Recast the lines starting at the one that contains "Each <instance> block" and ending at the one that contains "positive clicks: (1086, 757)", both included, as a numbered list, leaving out any blank lines.

Data in this exercise:
☆ ☆ ☆ ☆

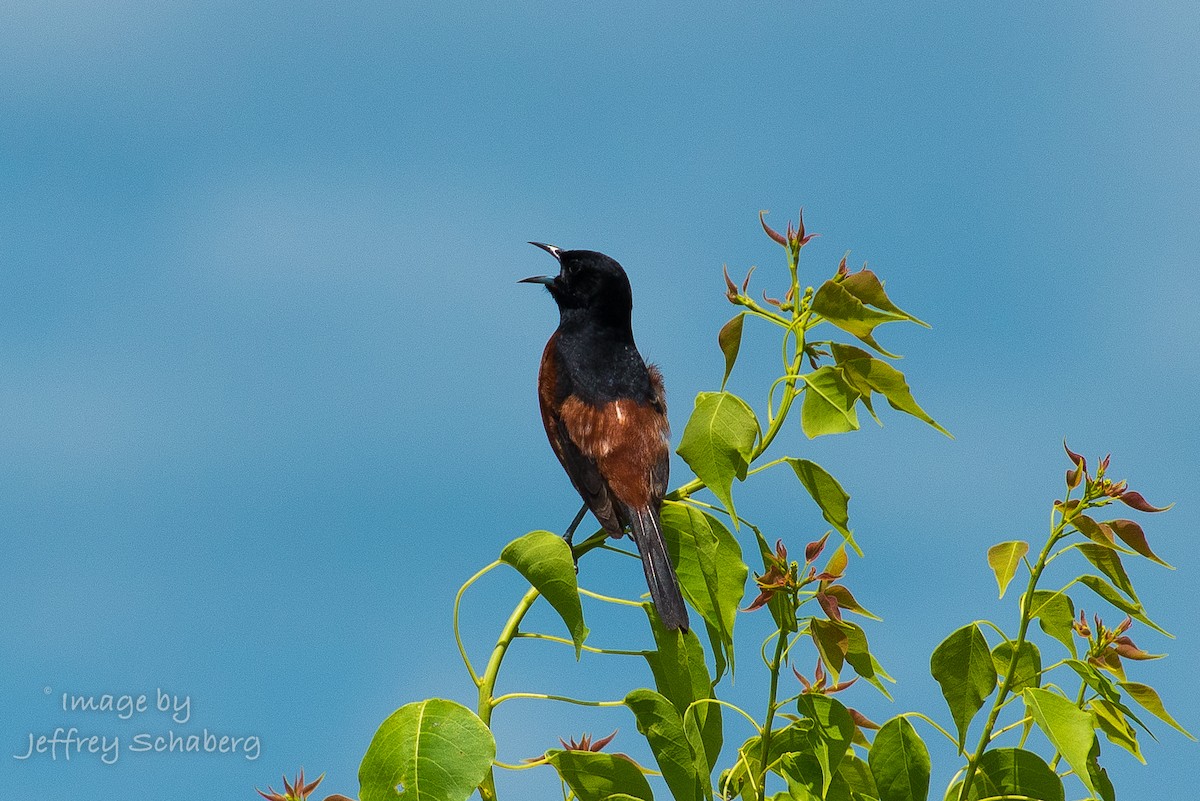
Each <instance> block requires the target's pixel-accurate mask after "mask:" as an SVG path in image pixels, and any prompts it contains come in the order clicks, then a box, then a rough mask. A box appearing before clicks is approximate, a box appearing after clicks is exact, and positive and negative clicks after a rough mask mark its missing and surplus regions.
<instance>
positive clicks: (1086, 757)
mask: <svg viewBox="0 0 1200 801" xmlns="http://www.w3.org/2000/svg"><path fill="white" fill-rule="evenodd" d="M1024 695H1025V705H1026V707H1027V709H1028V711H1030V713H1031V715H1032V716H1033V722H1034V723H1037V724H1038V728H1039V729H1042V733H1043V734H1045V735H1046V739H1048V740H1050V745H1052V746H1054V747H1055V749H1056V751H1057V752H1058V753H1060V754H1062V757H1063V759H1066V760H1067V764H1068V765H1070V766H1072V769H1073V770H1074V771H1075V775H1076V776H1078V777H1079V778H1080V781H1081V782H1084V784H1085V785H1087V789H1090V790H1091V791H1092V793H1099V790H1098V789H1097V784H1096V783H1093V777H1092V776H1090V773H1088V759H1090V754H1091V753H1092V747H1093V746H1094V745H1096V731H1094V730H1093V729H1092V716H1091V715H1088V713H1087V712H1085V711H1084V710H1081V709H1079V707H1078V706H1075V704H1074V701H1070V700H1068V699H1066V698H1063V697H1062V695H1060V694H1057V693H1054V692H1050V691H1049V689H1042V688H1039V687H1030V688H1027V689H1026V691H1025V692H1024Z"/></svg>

☆ ☆ ☆ ☆

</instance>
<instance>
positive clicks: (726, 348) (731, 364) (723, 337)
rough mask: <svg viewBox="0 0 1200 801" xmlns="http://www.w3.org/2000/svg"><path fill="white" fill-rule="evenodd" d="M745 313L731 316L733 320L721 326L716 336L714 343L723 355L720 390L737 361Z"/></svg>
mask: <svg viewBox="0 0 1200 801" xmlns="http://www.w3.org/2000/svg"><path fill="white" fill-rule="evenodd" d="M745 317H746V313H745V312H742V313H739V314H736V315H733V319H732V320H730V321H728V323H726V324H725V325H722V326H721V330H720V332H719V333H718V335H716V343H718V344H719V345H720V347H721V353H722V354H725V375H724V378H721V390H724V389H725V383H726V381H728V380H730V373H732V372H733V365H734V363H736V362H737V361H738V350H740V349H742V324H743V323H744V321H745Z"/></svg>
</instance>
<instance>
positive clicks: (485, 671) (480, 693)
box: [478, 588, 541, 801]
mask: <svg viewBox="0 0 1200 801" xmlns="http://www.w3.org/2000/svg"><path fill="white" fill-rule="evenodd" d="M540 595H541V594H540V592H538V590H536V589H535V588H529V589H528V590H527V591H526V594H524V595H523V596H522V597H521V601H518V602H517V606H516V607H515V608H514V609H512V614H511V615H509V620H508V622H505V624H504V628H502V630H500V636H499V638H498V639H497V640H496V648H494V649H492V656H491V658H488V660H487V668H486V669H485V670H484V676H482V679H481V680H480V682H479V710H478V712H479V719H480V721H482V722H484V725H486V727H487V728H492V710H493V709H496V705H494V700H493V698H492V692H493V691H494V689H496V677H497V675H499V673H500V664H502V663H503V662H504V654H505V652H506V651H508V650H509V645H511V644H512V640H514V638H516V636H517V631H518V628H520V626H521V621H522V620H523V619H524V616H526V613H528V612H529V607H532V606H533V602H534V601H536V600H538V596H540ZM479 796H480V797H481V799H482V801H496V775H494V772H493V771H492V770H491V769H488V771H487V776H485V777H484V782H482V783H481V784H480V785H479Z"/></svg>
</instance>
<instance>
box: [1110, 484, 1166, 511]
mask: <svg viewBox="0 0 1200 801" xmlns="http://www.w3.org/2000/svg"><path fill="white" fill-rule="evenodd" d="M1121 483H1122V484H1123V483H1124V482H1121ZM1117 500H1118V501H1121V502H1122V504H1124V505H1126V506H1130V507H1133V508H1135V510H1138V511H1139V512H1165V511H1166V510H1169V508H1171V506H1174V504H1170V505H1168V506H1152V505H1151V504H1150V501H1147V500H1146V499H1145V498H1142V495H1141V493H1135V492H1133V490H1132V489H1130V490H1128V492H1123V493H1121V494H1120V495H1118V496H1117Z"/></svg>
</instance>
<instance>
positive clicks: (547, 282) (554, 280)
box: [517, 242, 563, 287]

☆ ☆ ☆ ☆

Response box:
1. Each <instance> block requires the target's pixel-accurate mask after "mask:" as an SVG path in image pixels, and any prompts it contains come in the order clicks, then a box, then a rough mask. A box appearing before clicks is approximate, a box appearing after clicks is exact, and positive and negative clicks after a rough mask mark its missing and surplus regions.
2. <instance>
3. positive clicks: (1086, 757)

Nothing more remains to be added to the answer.